_Stated problem_
Copy out the entries from the line containing "Where can you spot the dove" through the end, requests included, shifting each answer coordinate by adding 113 to it.

_Data_
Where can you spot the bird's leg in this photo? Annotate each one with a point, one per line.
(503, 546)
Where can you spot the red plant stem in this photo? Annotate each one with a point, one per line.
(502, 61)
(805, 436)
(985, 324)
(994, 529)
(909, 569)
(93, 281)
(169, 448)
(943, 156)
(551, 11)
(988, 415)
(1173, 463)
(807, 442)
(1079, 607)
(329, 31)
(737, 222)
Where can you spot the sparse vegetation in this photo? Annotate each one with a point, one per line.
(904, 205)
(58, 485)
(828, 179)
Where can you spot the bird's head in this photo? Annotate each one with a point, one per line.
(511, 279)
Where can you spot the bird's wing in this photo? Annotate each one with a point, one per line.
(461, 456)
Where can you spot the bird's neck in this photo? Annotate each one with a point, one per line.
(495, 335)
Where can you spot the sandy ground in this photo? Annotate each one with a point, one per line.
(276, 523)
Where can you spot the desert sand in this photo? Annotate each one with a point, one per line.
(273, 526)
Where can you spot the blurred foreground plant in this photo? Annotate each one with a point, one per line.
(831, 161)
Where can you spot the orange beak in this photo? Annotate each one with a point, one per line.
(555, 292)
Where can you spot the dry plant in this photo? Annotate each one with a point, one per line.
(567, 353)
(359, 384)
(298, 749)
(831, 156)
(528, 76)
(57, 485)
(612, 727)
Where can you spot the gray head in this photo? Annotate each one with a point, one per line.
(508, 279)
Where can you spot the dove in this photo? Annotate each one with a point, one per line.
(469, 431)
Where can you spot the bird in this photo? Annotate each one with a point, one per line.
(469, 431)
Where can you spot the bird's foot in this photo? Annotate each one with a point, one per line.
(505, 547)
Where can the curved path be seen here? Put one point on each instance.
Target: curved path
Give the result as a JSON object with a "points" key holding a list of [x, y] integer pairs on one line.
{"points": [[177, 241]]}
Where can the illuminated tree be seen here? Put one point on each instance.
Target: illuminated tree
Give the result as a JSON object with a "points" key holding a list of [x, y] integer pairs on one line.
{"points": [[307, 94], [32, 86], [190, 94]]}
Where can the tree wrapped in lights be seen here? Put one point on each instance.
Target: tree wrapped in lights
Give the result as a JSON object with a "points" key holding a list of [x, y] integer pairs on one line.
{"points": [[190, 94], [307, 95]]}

_Complete answer_
Where can you spot the dove in this photo? Annotate each one with a point, one per line.
(582, 544)
Where can you spot the bird in this photo? Annotate each one with a point, one per line.
(582, 544)
Where can you spot the bird's foot in this photo? Annotate each one with a point, one per line.
(618, 660)
Where can the curved path be seen here? Put one point on each instance.
Target: curved path
Give the result as a JSON object with a "points" key holding a list of [x, y] integer pairs on one line.
{"points": [[290, 354]]}
Where can the illuminated tree be seen here? Put one point on each instance.
Target: illuminated tree
Give the result as a JSON object with a "points" key holding a list of [x, y] integer pairs on one line.
{"points": [[420, 207], [145, 199], [303, 207]]}
Where can the tree wrapped in lights be seen here? Put one point on each instance.
Target: tree wrapped in lights
Give the result as a JSON object with a "points" key holding a list of [x, y] integer pairs on one line.
{"points": [[303, 207], [420, 208]]}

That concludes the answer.